**INPUT ROWS:**
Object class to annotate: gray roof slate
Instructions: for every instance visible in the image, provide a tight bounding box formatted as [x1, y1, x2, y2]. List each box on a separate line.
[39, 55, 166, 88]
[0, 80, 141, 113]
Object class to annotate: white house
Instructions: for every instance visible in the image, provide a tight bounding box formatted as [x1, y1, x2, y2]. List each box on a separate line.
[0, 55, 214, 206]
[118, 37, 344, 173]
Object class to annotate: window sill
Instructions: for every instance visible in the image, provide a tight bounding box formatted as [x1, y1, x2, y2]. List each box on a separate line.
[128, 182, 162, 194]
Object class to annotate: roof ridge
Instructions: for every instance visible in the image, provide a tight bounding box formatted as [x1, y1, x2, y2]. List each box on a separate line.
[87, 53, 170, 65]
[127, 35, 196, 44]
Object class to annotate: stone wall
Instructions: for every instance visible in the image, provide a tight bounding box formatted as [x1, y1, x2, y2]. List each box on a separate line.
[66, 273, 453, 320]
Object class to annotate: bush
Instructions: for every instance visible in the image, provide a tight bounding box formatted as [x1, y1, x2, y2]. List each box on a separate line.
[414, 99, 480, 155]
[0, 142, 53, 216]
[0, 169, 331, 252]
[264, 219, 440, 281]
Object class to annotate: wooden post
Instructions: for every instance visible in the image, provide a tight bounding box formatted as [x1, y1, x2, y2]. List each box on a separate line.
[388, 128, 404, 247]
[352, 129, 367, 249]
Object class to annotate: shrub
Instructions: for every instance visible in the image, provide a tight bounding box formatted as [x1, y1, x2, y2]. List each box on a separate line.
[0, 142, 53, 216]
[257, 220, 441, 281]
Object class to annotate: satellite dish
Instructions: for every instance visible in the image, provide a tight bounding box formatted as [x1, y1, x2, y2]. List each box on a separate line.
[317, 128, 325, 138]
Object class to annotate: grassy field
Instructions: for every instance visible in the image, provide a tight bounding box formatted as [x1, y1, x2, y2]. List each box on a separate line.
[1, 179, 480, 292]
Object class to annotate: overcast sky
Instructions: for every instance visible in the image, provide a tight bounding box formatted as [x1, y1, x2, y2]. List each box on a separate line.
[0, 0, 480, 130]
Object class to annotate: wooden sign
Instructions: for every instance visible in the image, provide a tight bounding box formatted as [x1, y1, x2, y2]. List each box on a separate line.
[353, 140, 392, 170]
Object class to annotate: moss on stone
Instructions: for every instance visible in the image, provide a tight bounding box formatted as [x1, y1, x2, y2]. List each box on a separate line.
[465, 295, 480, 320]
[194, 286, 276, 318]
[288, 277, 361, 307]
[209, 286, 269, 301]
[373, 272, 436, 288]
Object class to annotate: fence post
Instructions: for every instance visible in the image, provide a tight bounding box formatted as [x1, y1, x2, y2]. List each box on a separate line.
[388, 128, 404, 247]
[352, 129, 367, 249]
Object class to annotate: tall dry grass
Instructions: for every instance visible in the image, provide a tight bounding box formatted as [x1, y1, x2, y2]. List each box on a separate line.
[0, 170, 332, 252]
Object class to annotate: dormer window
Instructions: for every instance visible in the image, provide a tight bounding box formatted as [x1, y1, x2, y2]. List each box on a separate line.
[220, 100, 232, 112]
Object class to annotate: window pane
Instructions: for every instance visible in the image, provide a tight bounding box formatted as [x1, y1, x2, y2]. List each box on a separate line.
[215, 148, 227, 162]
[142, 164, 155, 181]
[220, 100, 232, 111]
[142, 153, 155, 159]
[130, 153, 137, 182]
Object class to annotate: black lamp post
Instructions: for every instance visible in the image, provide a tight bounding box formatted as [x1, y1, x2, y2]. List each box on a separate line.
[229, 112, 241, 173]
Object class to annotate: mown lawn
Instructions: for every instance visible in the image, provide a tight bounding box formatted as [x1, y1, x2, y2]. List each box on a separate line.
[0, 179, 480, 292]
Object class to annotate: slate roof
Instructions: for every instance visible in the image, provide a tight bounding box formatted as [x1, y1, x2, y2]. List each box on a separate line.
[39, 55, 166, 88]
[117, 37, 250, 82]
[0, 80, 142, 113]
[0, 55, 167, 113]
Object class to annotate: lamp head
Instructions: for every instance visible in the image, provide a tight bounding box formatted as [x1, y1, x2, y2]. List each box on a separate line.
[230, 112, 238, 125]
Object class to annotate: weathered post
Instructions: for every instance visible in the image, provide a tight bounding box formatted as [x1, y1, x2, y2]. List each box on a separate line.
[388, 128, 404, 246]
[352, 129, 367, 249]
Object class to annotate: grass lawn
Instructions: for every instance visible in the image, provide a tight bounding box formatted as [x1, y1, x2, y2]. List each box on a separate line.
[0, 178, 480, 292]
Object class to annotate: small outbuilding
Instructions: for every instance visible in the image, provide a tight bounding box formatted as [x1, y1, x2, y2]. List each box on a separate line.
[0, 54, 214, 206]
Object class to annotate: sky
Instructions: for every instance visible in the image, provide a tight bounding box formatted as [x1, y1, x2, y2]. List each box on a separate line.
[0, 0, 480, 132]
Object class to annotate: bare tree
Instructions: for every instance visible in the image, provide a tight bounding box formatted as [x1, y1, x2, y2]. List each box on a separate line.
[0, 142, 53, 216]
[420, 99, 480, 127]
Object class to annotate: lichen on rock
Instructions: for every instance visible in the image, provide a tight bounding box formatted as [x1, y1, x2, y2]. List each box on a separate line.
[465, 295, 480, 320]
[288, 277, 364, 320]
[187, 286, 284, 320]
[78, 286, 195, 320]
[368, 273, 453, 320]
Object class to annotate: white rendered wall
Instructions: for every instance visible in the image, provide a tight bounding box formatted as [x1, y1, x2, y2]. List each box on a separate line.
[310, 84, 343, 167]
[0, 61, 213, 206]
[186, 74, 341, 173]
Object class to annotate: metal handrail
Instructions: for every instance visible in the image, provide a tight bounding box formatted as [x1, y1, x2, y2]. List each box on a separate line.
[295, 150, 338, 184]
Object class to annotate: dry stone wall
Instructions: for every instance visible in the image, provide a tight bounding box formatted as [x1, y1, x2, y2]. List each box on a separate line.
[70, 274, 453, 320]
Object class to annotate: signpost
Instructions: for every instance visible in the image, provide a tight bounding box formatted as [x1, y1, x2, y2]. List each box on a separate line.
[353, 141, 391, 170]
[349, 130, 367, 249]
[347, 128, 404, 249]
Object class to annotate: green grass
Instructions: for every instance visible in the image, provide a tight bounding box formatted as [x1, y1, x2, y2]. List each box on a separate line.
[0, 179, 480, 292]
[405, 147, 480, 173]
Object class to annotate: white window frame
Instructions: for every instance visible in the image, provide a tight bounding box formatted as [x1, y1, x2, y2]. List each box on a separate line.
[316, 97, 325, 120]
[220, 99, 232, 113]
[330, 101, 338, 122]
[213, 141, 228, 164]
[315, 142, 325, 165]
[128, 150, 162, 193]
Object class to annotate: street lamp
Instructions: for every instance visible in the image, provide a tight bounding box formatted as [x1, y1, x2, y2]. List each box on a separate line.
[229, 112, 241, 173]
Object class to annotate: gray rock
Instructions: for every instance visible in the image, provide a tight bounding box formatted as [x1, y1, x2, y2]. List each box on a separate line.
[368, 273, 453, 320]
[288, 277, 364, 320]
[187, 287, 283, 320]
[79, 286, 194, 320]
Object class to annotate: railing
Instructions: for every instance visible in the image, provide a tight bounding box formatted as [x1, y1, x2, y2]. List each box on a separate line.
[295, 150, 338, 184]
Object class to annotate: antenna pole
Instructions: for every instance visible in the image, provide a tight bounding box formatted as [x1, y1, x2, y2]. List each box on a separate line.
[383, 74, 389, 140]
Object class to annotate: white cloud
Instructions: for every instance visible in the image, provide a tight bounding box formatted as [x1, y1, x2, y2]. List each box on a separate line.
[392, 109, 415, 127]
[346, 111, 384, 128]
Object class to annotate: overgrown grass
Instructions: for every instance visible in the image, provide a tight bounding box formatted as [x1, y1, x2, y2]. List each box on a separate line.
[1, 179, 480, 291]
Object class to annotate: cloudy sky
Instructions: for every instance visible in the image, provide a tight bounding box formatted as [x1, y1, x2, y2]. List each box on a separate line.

**EXERCISE:** Please rewrite the listing above from the line with "Object class to annotate: tall dry grass" to the line with "[130, 153, 137, 182]", keeping every line, and offset each bounding box coordinate by 80. Give only those lines.

**IN RESPONSE:**
Object class to annotate: tall dry grass
Instructions: for every instance visible in the image, provide a tight bounding box formatted as [x1, y1, x2, y2]. List each box on a separate line.
[80, 250, 412, 332]
Object class to annotate: dormer window
Instructions: for every instance visible in the image, provide a tight bounding box formatted as [x1, y1, x2, y2]. List each box on a separate line.
[300, 180, 312, 192]
Object class to annotate: window pane
Instructions: for every instance visible in the image, provide a tight bounding box formatted as [x1, y1, x2, y2]. List each box on a separate line.
[295, 228, 307, 242]
[222, 244, 235, 261]
[300, 180, 312, 191]
[222, 233, 235, 239]
[210, 233, 217, 262]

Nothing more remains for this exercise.